+++ The input +++
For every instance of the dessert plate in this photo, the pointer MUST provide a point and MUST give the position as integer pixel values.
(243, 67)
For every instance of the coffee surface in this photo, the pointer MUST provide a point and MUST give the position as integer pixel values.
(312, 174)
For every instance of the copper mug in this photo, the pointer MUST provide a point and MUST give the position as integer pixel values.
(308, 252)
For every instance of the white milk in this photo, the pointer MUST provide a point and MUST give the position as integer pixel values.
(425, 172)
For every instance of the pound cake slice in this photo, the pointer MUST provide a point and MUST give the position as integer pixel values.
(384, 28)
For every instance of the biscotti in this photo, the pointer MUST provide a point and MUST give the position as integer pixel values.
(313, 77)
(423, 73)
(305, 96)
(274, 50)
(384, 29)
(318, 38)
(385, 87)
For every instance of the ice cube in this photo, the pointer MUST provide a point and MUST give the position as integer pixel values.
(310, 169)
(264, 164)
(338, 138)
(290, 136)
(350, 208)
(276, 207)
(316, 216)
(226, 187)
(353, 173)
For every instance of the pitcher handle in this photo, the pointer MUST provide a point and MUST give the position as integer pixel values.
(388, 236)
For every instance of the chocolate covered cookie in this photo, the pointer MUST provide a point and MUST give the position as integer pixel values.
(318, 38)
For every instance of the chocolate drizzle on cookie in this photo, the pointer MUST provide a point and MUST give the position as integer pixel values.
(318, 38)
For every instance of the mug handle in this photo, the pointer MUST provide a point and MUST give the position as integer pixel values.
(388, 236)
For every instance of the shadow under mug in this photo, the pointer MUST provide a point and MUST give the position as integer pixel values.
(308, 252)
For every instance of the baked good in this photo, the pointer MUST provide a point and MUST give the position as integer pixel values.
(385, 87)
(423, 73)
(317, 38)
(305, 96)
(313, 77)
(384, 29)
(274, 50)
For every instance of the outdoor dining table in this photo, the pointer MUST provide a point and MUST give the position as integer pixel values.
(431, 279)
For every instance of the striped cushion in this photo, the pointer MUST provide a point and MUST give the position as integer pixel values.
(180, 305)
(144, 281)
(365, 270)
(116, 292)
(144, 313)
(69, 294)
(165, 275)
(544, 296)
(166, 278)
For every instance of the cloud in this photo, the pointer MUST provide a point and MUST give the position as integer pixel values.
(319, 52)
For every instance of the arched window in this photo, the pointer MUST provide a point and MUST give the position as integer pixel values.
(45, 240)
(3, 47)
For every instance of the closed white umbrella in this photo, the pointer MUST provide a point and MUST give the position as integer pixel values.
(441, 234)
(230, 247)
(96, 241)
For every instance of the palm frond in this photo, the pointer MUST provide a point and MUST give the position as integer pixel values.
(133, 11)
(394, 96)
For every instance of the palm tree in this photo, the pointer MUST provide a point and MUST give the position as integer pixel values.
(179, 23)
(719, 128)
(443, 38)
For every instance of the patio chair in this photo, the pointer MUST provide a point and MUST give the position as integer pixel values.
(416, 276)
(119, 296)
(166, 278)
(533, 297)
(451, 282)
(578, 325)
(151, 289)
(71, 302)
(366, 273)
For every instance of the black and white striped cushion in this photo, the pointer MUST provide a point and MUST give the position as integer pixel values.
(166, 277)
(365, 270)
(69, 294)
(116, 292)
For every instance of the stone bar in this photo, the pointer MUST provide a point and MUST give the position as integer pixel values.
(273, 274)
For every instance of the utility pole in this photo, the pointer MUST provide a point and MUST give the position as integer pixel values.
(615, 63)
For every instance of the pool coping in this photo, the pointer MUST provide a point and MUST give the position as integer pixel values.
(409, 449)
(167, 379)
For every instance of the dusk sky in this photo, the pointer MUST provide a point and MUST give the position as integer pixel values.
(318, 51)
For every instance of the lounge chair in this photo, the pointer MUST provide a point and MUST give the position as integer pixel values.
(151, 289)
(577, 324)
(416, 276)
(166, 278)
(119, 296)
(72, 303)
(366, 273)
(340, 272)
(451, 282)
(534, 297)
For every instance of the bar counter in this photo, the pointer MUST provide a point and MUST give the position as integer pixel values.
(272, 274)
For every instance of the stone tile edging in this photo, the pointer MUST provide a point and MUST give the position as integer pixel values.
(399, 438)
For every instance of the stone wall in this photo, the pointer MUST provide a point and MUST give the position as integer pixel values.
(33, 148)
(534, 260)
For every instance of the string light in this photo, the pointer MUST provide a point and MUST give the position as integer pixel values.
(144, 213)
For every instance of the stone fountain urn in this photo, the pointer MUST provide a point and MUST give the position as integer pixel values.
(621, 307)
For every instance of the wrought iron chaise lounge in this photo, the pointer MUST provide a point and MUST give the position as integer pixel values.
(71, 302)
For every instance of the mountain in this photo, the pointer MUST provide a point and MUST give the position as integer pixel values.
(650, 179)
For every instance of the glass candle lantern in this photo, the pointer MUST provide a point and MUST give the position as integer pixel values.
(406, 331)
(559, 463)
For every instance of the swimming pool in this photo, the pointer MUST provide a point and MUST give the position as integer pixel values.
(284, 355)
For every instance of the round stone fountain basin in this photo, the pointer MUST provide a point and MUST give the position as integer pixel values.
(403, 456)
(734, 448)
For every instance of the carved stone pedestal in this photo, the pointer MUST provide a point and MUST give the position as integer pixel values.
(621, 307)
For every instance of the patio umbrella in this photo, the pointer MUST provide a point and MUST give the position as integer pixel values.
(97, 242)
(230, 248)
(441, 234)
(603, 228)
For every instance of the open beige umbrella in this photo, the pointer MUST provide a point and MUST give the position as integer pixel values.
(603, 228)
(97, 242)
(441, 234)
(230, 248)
+++
(Exercise prompt): Extract the complete data, matching each line exactly.

(Result):
For every instance of the dessert plate in this photo, the pointer MUST provide a point and MUST give the position as integer pixel values.
(243, 67)
For every instance of the coffee surface in this photo, the pointer MUST provide a point and MUST give the position as integer pixel values.
(312, 174)
For every instance of the copper mug in this photo, the pointer MUST provide a point and MUST give the position as integer pixel values.
(308, 252)
For every instance of the white milk in this photo, the pointer MUST provide a point and MUST give the position as integer pixel values.
(425, 172)
For every instance of the pound cake slice in this photo, the pointer MUST provide a point and MUST give the position as integer pixel values.
(384, 28)
For every instance of the biscotti in this photo, the pointer MUST provide a point and MUST give the position as integer pixel values.
(313, 77)
(423, 73)
(305, 96)
(274, 50)
(384, 29)
(318, 38)
(385, 87)
For every instance of the ice cube in this photo, the pointer MUST provide a point and MUST give the position as integer pixel values.
(310, 169)
(264, 164)
(338, 138)
(290, 136)
(350, 208)
(276, 207)
(316, 216)
(226, 187)
(353, 173)
For every instance of the pitcher handle in this photo, the pointer MUST provide a point and MUST give the position as integer pixel values.
(388, 236)
For every instance of the chocolate covered cookie in this photo, the pointer MUST provide a point and MUST give the position as integer pixel values.
(318, 38)
For every instance of the chocolate drizzle on cookie in this photo, the pointer MUST provide a point and MUST give the position as integer pixel values.
(318, 38)
For every instance of the mug handle in this photo, the pointer MUST provide a point and MUST give the position as integer pixel values.
(388, 236)
For every instance of the shadow under mug in this photo, the pointer MUST provide a point and MUST give the position as integer pixel values.
(308, 252)
For every instance of the baked good in this photo, the pointer MUST provide a point and MUST give the position as integer pixel values.
(385, 87)
(423, 73)
(317, 38)
(305, 96)
(313, 77)
(384, 29)
(274, 50)
For every instance of the outdoor dining table in this photo, the pointer MUST provide a point and MUST give the position as integer pixel values.
(431, 279)
For every instance of the striped cushion in this photo, the pointer MUST provide a point and MUST give the position as integer pixel values.
(180, 305)
(144, 281)
(365, 270)
(116, 292)
(144, 313)
(69, 294)
(165, 275)
(544, 296)
(166, 278)
For every instance of the cloud in this photo, the pointer MUST provide a point and MUST give the position as integer pixel values.
(319, 52)
For every instance of the arched window in this photo, the pointer MUST provide a point and MUST give the position as integer pixel values.
(45, 240)
(3, 47)
For every instance of the closed white umbrella in this photo, the pointer MUST provide a point and MUST give the position as integer pixel values.
(441, 234)
(230, 247)
(96, 241)
For every instance of the palm frond in this photo, the pointer MUST provide a point and MUST give the position as integer pixel values.
(133, 11)
(394, 96)
For every instance of the palm tree in this photo, the pointer MUST provide a point and MUST give the position as integer pixel values.
(179, 23)
(719, 128)
(443, 38)
For every instance of the patio chair in this photo, the pointer MUST provide a point and MUST give the position as integer pixel values.
(416, 276)
(119, 296)
(166, 278)
(533, 297)
(451, 282)
(578, 325)
(151, 289)
(71, 302)
(366, 273)
For every instance of the black and white striped cushion in this photo, the pointer MUST provide a point and MUST give the position as integer pixel values.
(166, 277)
(365, 270)
(69, 294)
(116, 292)
For every instance of the stone bar in this photo, the pointer MUST provide a point and MUST give the position as integer pixel values.
(273, 274)
For every instance of the utility pole in this photo, the pointer MUST provide a point and MUST give the position as integer pixel values.
(615, 63)
For every instance of the pool coping in this photo, the pointer MUST provide a point and MUST give the position as integer pixel values.
(409, 449)
(167, 379)
For every instance of the dusk sky in this photo, the pointer MUST provide a point and MUST give the position as integer pixel values.
(318, 51)
For every instance of the lounge chair in this photo, the pointer MUST provide a point and MUST give the position as integer pixel values.
(151, 289)
(577, 324)
(416, 276)
(166, 278)
(119, 296)
(72, 303)
(366, 273)
(340, 272)
(451, 282)
(534, 297)
For every instance of the bar counter in this photo, the pointer MUST provide a point and MUST give the position as integer pixel values.
(272, 274)
For every instance of the stone tile edging in this photo, the pointer MUST provide a point and MUST give the position as integer pixel values.
(399, 438)
For every instance of the stone wall in this photo, the pointer MUST provide a point and MUST give the position as integer pixel values.
(33, 148)
(534, 260)
For every instance of the string light in this photo, the pointer MUST provide a point and MUST give the position as integer pixel values.
(144, 213)
For every instance of the stone fountain urn in this photo, the pointer MUST provide a point and MUST give the position as integer pixel values.
(621, 307)
For every instance of the wrought iron chaise lounge in this photo, the pointer MUST provide a point and MUST give the position as integer pixel values.
(71, 302)
For every instance of the mountain in this photo, the pointer MUST provide a point and MUST give the position as integer pixel values.
(650, 179)
For every instance of the glass candle lantern in this photo, the pointer MUST provide a point and MUST give the position as integer pixel values.
(406, 331)
(559, 463)
For every instance of the swimming pool in this photo, the pointer MUST provide a point and MUST give the position as integer pixel values.
(284, 355)
For every instance of the round stone fountain basin in this photo, the pointer MUST provide a point and MUST give the position as integer pixel values.
(403, 456)
(734, 448)
For every instance of the carved stone pedestal in this photo, the pointer MUST provide a point and MUST give the position as integer pixel values.
(621, 307)
For every instance of the patio umbrella in this photo, the pointer MUST provide a point and MUST give the position as integer pixel values.
(97, 242)
(230, 248)
(441, 234)
(603, 228)
For every instance of the open beige umbrella in this photo, the pointer MUST provide a point and MUST give the position as integer pixel values.
(603, 228)
(97, 242)
(441, 234)
(230, 248)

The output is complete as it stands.